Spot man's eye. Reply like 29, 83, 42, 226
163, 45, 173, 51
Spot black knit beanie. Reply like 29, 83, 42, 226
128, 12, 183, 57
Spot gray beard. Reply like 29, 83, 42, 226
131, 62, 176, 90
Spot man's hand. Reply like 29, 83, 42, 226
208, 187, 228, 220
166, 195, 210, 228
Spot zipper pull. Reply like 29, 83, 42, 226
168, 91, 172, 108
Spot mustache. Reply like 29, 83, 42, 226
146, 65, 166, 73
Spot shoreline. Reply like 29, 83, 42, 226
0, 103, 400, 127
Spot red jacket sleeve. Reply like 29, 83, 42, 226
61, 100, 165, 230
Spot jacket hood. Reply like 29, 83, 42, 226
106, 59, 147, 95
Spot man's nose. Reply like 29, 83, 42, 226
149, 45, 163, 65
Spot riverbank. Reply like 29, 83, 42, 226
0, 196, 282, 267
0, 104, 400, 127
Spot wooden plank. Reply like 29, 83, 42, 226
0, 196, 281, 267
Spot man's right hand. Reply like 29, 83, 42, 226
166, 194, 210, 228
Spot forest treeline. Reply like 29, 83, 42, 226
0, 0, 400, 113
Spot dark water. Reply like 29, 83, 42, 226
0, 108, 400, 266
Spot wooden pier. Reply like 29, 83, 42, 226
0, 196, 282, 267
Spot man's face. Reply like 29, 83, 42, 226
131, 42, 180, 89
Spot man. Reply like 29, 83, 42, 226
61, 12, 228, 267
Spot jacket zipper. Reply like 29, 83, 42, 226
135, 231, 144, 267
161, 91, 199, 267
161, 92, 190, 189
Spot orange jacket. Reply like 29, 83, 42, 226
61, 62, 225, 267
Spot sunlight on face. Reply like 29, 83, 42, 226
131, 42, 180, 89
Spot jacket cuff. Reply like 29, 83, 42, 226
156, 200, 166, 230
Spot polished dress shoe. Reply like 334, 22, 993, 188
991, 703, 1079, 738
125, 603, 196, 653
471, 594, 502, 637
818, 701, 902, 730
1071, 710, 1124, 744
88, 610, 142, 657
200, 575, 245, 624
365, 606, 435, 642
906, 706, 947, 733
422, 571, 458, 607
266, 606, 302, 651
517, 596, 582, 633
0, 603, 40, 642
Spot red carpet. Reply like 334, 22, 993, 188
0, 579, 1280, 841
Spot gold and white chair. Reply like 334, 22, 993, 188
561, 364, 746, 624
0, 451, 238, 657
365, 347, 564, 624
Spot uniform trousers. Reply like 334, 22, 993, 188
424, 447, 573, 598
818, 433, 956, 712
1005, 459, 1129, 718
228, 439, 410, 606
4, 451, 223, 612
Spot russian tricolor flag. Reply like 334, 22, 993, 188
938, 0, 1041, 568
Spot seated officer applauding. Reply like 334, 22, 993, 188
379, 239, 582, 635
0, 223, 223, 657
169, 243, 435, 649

* [Stated exercise]: Put all of the records above into a two-column CSV with the headers request and answer, one row per request. Place each request's text and its answer in one quoted field, replacing any line breaks with spaces.

* [Answer in full]:
request,answer
"Spot man's eye. Reply like 29, 83, 42, 226","163, 45, 173, 51"
"Spot black knit beanie. Reply like 29, 83, 42, 226","128, 12, 183, 57"
"Spot gray beard. Reply like 29, 83, 42, 226","131, 62, 176, 90"
"Spot man's hand. Reply like 29, 83, 42, 226","208, 187, 228, 220 166, 195, 210, 228"
"Spot zipper pull. Reply like 29, 83, 42, 226","168, 91, 172, 108"
"Spot mustache. Reply like 29, 83, 42, 226","146, 65, 166, 73"
"Spot shoreline. Reply like 29, 83, 42, 226","0, 103, 400, 127"
"Spot red jacket sleeve. Reply like 29, 83, 42, 226","61, 100, 165, 230"
"Spot jacket hood. Reply like 29, 83, 42, 226","106, 59, 147, 95"
"Spot man's nose. Reply like 29, 83, 42, 226","149, 45, 163, 65"
"Spot riverbank. Reply like 29, 83, 42, 226","0, 196, 282, 267 0, 104, 400, 127"
"Spot wooden plank. Reply like 29, 83, 42, 226","0, 196, 281, 267"
"Spot man's right hand. Reply like 29, 83, 42, 226","166, 194, 210, 228"
"Spot forest treeline. Reply like 29, 83, 42, 226","0, 0, 400, 113"
"Spot dark water. Reply like 29, 83, 42, 226","0, 108, 400, 266"
"Spot wooden pier. Reply like 29, 83, 42, 226","0, 196, 282, 267"
"Spot man's face. Reply like 29, 83, 42, 226","131, 42, 180, 89"
"Spot man. Reply like 29, 83, 42, 226","61, 12, 228, 267"
"Spot jacket zipper. Reply like 29, 83, 42, 226","135, 231, 144, 267 161, 91, 199, 267 161, 92, 190, 189"
"Spot orange jacket. Reply like 29, 83, 42, 226","61, 62, 225, 267"
"Spot sunlight on face. Reply like 29, 83, 42, 226","131, 42, 180, 89"
"Spot jacket cuff. Reply like 29, 83, 42, 226","156, 200, 166, 230"
"Spot polished dress shoe. Reply like 334, 22, 993, 188","991, 703, 1079, 738 125, 603, 196, 653 471, 594, 502, 637 818, 701, 902, 730 1071, 710, 1124, 744 88, 610, 142, 657 200, 575, 245, 624 365, 606, 435, 642 906, 706, 947, 733 422, 571, 458, 607 266, 606, 302, 651 517, 596, 582, 633 0, 603, 40, 642"
"Spot red carpet. Reply like 334, 22, 993, 188","0, 579, 1280, 841"
"Spot gold and white chair. Reply like 334, 22, 993, 188","561, 364, 746, 624 0, 451, 238, 657 365, 347, 564, 624"
"Spot uniform trousers. Reply like 334, 22, 993, 188","424, 447, 573, 598 818, 433, 956, 712 1005, 459, 1129, 718 228, 439, 410, 606 4, 451, 223, 612"
"Spot russian tricolor flag. Reply like 334, 22, 993, 188","938, 0, 1041, 568"
"Spot seated officer applauding. Reply like 334, 22, 993, 188","379, 239, 582, 635 0, 223, 223, 657 169, 243, 435, 649"